:: RECORDS PROVIDED ::

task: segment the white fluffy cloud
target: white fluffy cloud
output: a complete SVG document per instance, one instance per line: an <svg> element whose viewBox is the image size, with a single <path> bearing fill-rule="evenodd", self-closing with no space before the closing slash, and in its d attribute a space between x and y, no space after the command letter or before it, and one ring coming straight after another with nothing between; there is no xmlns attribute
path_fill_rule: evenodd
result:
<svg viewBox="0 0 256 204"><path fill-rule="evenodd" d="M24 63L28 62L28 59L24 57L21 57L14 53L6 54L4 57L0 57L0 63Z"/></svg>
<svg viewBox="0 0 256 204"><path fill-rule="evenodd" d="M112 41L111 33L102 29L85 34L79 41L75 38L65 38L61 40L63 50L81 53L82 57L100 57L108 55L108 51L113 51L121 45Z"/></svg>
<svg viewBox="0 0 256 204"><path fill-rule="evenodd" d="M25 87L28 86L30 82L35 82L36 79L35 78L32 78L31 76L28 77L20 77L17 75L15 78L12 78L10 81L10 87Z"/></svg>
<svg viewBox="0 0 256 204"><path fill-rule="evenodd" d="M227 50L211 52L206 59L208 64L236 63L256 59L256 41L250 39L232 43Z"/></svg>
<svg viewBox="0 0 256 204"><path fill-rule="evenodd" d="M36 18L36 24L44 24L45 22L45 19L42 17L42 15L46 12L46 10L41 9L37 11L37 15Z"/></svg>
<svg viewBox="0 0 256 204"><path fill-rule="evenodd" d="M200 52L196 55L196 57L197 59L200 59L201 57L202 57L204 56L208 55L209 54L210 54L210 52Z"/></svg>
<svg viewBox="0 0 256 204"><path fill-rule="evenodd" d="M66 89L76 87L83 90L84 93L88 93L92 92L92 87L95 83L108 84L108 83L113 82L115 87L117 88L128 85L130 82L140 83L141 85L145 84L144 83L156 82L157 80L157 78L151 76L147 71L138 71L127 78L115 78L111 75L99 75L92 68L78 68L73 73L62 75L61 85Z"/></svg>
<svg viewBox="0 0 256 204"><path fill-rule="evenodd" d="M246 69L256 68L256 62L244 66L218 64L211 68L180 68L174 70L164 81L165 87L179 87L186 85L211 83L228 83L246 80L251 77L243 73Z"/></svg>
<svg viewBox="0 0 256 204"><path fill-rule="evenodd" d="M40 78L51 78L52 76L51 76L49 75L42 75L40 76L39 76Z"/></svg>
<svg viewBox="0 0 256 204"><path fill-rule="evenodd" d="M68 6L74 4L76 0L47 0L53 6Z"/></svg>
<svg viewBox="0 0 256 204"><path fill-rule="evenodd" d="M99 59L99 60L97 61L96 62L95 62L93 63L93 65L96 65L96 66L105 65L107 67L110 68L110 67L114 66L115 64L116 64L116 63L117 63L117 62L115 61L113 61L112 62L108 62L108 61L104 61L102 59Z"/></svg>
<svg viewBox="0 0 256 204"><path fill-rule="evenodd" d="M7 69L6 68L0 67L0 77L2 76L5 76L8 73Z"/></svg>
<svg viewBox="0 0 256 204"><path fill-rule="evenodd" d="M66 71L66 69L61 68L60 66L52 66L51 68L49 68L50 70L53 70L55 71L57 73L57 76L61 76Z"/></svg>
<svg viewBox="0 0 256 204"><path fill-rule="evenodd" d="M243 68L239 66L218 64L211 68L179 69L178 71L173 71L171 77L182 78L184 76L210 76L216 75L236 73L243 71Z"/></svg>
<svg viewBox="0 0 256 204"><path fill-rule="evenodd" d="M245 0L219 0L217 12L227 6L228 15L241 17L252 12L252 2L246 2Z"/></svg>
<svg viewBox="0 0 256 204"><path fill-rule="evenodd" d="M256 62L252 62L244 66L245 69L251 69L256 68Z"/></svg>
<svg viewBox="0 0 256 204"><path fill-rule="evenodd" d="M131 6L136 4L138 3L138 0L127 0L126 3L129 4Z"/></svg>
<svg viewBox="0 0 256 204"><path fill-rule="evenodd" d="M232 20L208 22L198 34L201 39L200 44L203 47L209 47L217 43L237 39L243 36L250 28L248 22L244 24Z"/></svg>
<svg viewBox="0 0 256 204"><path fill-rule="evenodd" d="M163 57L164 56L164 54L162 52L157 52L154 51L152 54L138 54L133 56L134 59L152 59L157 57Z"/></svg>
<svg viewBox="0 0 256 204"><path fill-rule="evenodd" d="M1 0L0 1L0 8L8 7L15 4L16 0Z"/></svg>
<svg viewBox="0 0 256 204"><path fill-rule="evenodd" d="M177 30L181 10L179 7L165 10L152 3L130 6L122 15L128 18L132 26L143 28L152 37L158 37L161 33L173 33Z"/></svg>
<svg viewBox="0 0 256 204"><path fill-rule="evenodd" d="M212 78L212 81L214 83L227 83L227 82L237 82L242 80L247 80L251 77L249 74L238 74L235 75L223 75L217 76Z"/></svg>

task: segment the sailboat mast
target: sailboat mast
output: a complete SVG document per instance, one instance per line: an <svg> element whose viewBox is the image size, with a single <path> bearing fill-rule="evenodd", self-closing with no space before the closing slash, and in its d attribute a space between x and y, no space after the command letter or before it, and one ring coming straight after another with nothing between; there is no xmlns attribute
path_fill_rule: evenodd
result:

:: STATED GOAL ::
Rewrite the rows from the beginning up to and including the line containing "50L211 52L206 59L208", renaming "fluffy" to "puffy" and changing nothing else.

:: ANSWER BELOW ::
task: segment the white puffy cloud
target: white puffy cloud
output: a complete SVG document per instance, one instance per line: an <svg> element whose viewBox is the image size, with a single <path> bearing fill-rule="evenodd", self-closing with no space before the closing slash, and in its d attribute a space between x and y, no space after the command letter or before it, and one ring coming straight after another with nothing between; there is no xmlns attribute
path_fill_rule: evenodd
result:
<svg viewBox="0 0 256 204"><path fill-rule="evenodd" d="M24 63L28 62L28 59L24 57L21 57L14 53L6 54L4 57L0 57L0 63Z"/></svg>
<svg viewBox="0 0 256 204"><path fill-rule="evenodd" d="M112 41L111 33L102 29L85 34L79 41L75 38L65 38L61 40L63 50L81 53L82 57L100 57L108 55L108 51L113 51L121 45Z"/></svg>
<svg viewBox="0 0 256 204"><path fill-rule="evenodd" d="M25 87L28 86L30 82L35 82L36 79L35 78L32 78L31 76L28 77L20 77L17 75L15 78L12 78L10 81L10 87Z"/></svg>
<svg viewBox="0 0 256 204"><path fill-rule="evenodd" d="M227 50L211 52L206 59L208 64L236 63L256 59L256 41L250 39L232 43Z"/></svg>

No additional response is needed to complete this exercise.